[start of Provided passage]
FEATURE ARTICLE -
Issue 102: December 2025, Reviews and the Arts
Book – ‘Femina: A New History of the Middle Ages, Through the Women Written Out of It’
Author: Janina RamirezPublisher: WH Allen (part of the Penguin Random House group of companies)Reviewer: Stephen Keim
It is not difficult to discover the author, Janina Ramirez’s central objective in researching and writing Femina. Ramirez explains her approach taken in writing Femina with clarity in her Preface which runs to less than two full typeset pages.
Ramirez explains that she is not attempting to rewrite history but, rather, is shifting the focus. Ramirez addresses specific individuals and the societies in which they lived and the shifting politics, economics, beliefs and power which operated as backdrops to those societies.
The difference between the approach of Ramirez and that of most writers who have provided us with the history with which we are familiar is that Ramirez focuses on empowered women with agency from the medieval period as a way of shifting gear and providing new narratives for modern readers.
Ramirez explains that all history writing is subjective and that, while her own approach carries its own bias, it allows scrutiny of historical evidence in more inclusive ways and permits engagement with the past through fresh eyes. It provides a way to reframe what the matters on which we place value are, going forward.
[end of Provided passage]
• Stated problem:
Please rewrite the Femina review between "Ramirez explains that she" and "for modern readers.", inclusive, with "backdrops" changed to "backgrounds".
[start of Entries]
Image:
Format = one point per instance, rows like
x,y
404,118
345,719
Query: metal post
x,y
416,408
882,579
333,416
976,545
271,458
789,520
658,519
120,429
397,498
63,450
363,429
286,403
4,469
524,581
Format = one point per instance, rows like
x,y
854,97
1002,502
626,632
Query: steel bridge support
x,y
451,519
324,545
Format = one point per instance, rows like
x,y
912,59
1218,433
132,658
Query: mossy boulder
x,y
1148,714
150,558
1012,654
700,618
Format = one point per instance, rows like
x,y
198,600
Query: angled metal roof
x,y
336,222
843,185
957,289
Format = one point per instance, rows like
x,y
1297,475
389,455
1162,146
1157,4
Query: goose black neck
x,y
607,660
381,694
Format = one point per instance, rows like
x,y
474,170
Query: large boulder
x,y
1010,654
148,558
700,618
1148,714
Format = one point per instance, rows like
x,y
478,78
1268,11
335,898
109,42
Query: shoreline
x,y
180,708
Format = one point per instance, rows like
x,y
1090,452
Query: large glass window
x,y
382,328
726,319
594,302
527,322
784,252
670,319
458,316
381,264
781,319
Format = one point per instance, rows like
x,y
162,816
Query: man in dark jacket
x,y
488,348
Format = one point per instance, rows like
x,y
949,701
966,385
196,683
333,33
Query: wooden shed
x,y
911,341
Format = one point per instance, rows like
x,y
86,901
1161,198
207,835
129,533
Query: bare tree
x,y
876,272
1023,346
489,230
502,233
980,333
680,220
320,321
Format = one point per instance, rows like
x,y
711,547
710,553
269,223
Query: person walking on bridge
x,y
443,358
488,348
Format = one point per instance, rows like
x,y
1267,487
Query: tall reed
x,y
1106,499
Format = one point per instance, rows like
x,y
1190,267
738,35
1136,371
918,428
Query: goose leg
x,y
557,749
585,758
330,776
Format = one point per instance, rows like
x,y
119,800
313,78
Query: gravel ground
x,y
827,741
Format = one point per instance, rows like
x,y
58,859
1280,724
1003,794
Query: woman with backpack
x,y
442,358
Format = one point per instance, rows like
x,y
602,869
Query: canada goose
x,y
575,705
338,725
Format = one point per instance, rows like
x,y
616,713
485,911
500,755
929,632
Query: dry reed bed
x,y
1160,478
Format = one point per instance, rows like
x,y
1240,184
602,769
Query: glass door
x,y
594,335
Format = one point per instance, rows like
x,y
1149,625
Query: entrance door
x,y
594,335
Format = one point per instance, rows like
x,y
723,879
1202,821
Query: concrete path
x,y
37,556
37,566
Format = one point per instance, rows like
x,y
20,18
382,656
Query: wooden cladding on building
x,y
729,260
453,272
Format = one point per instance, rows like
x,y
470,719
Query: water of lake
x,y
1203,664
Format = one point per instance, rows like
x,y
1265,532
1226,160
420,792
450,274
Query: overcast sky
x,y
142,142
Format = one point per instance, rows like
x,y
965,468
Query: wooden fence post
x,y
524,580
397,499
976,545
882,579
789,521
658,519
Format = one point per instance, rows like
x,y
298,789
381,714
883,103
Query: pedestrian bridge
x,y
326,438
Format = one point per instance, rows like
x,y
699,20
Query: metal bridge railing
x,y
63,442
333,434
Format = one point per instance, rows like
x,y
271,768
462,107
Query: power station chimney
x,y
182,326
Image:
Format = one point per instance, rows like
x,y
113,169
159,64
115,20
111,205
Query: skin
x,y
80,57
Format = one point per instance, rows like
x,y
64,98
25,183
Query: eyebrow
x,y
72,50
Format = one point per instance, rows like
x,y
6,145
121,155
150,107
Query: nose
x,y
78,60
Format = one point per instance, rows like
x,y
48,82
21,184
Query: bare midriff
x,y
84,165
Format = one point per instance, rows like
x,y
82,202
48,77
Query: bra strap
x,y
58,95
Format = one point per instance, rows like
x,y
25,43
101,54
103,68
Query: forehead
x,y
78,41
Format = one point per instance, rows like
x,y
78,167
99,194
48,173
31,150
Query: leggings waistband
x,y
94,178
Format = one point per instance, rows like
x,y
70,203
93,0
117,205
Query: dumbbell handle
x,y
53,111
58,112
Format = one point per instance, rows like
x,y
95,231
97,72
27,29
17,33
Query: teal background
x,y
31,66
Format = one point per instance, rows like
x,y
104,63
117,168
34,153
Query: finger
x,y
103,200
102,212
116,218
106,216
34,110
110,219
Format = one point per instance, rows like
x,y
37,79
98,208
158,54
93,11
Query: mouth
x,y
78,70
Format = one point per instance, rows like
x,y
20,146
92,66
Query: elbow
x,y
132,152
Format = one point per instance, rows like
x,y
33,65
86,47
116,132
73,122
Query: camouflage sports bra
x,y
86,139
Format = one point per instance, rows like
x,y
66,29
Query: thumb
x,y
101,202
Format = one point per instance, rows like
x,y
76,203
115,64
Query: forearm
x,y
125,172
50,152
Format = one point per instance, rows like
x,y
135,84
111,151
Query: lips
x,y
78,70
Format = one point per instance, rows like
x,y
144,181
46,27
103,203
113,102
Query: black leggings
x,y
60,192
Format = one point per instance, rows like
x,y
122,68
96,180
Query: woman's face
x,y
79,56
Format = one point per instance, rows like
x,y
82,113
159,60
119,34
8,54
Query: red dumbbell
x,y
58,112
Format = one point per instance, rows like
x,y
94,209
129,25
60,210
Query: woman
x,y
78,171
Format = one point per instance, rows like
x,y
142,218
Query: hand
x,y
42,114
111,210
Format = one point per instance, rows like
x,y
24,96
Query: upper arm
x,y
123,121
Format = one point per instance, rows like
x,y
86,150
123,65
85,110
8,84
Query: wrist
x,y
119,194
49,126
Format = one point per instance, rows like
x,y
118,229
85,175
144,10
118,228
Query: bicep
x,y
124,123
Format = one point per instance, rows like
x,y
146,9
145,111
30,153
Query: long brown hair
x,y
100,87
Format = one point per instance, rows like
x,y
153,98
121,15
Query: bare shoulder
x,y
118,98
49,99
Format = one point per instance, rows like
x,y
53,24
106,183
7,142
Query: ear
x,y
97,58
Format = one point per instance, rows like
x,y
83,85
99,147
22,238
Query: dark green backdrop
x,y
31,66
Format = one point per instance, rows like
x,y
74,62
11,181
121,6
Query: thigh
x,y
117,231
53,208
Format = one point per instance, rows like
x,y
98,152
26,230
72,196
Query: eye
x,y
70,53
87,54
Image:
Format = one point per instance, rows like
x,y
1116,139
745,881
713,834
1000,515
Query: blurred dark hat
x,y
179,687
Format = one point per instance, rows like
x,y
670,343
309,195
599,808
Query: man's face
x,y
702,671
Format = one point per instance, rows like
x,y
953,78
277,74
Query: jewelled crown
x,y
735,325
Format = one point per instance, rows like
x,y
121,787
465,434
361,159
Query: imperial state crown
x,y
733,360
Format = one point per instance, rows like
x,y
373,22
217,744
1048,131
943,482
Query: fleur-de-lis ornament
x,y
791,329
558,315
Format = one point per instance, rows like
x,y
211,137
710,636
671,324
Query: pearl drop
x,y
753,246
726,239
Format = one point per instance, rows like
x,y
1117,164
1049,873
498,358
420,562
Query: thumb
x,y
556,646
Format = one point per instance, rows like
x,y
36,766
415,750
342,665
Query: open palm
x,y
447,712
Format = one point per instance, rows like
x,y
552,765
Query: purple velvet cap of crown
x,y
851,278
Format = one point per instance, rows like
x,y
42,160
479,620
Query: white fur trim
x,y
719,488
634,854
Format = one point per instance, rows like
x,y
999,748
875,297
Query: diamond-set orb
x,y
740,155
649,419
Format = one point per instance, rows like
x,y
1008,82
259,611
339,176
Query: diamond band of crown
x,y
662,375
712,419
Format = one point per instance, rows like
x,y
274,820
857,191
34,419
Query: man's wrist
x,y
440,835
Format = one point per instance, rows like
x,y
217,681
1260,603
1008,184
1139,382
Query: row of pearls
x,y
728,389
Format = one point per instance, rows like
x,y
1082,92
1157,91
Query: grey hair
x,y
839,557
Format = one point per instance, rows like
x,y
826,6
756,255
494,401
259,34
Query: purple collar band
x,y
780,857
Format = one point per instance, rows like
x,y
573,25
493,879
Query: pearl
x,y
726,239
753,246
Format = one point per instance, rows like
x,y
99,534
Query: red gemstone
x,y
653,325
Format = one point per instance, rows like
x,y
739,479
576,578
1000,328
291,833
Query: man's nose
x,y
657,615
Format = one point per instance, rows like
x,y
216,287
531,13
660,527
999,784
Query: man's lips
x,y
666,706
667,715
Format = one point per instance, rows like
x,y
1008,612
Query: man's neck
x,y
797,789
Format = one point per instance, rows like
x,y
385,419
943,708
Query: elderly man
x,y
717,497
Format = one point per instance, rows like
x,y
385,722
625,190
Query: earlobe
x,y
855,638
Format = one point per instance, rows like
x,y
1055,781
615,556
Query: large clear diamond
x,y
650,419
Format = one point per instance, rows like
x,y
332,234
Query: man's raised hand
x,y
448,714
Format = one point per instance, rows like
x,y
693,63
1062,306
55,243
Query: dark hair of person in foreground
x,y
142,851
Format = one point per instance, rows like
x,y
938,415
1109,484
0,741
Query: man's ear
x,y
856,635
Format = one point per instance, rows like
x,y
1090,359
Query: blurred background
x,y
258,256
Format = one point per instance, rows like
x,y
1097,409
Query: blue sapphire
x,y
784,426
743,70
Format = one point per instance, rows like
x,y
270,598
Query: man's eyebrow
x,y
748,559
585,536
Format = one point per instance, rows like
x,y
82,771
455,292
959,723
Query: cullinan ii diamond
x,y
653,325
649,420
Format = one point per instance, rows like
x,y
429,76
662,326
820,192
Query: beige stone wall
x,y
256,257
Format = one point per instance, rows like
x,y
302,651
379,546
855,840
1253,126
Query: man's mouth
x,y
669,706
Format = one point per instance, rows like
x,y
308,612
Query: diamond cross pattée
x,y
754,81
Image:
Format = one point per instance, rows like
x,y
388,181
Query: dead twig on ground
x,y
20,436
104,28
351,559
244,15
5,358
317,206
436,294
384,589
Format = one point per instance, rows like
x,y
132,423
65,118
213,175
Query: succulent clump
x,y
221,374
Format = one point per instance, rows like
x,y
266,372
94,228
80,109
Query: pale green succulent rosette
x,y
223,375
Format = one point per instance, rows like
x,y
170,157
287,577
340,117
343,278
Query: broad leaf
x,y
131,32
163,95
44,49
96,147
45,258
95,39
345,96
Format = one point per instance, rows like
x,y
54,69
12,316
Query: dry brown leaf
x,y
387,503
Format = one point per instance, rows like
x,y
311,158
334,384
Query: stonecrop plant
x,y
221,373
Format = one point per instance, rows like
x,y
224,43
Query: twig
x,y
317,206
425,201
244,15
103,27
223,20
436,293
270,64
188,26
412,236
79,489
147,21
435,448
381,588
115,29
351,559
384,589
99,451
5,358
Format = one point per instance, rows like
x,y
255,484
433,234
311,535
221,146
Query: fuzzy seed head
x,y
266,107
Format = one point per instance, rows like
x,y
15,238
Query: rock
[end of Entries]
• Solution:
Ramirez explains that she is not attempting to rewrite history but, rather, is shifting the focus. Ramirez addresses specific individuals and the societies in which they lived and the shifting politics, economics, beliefs and power which operated as backgrounds to those societies.
The difference between the approach of Ramirez and that of most writers who have provided us with the history with which we are familiar is that Ramirez focuses on empowered women with agency from the medieval period as a way of shifting gear and providing new narratives for modern readers.